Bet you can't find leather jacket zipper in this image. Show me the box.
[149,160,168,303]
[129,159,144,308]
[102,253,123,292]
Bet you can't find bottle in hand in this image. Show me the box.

================================

### STATED GOAL
Rewrite the listing with every instance of "Show me the box" changed to "Point out the box", keeping all other text as it is.

### OUTPUT FOR THIS TASK
Bet you can't find leather jacket zipper in this image. Point out the box.
[149,160,168,303]
[129,159,144,308]
[102,253,123,292]
Bet you can't find bottle in hand in this image. Point out the box.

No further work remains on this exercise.